■ **Work order**:
Ignoring pictures, transcribe exactly the lines between the one containing "the truck cab" and the end of the material, both included.

Segment Open

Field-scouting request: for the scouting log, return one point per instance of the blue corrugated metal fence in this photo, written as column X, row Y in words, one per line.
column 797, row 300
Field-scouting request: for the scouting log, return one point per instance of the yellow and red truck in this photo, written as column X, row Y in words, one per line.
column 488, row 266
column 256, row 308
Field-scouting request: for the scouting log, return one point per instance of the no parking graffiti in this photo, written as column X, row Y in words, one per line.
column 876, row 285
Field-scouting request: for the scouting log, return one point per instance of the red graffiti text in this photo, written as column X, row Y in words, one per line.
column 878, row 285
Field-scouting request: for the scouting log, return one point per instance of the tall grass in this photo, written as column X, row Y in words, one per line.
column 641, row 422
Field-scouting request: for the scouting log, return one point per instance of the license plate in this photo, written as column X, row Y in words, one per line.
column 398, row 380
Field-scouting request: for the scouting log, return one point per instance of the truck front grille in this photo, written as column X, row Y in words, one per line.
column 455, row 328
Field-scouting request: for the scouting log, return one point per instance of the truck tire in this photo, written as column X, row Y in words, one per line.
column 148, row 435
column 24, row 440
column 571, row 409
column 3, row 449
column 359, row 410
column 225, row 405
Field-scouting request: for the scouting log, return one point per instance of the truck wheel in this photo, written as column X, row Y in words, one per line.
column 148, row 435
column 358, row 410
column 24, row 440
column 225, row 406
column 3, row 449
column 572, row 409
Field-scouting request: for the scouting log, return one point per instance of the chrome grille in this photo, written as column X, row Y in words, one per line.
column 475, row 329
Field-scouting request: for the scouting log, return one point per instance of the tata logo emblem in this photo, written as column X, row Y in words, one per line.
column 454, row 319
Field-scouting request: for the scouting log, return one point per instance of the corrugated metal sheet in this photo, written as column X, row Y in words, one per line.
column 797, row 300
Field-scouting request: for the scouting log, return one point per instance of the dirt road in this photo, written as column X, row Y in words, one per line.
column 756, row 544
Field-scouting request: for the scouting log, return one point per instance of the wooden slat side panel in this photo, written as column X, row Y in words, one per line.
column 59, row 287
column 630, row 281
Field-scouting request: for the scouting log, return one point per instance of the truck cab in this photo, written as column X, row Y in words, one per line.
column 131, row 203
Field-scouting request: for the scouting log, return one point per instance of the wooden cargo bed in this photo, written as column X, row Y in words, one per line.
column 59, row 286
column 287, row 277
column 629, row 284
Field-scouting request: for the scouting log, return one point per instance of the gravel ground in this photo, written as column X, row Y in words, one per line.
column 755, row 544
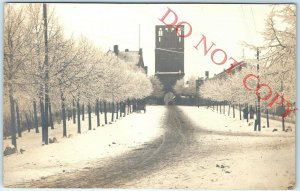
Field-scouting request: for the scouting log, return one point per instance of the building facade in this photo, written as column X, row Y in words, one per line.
column 169, row 55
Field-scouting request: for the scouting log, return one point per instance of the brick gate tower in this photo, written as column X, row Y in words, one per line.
column 169, row 55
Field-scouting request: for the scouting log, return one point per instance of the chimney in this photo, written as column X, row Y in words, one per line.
column 116, row 49
column 206, row 74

Segment Closed

■ **Response**:
Field-scouting request: for the scouting log, return one point per instance of the truck cab in this photo, written as column X, row Y in words, one per line.
column 131, row 203
Field-scouting request: for the scouting log, return one point per instance of the wooden cargo bed in this photo, written as column X, row Y in words, one per line.
column 59, row 286
column 287, row 277
column 629, row 284
Field-scouting request: for the scouting log, return one point per instance of the gravel ground in this photo, written as column X, row Y in words, one per line.
column 755, row 544
Field-scouting request: for the scouting log, return one point per instance of the building facade in this photo, written as column X, row Y in words, one per line.
column 169, row 55
Field-scouting request: for the scouting log, return one point per instance of the brick gate tower in this photo, written as column X, row Y in words, one per line.
column 169, row 55
Field-scouting request: for the scouting log, return one point per instance of the chimney in this photo, written as column X, row Y in words, one per line.
column 116, row 49
column 206, row 74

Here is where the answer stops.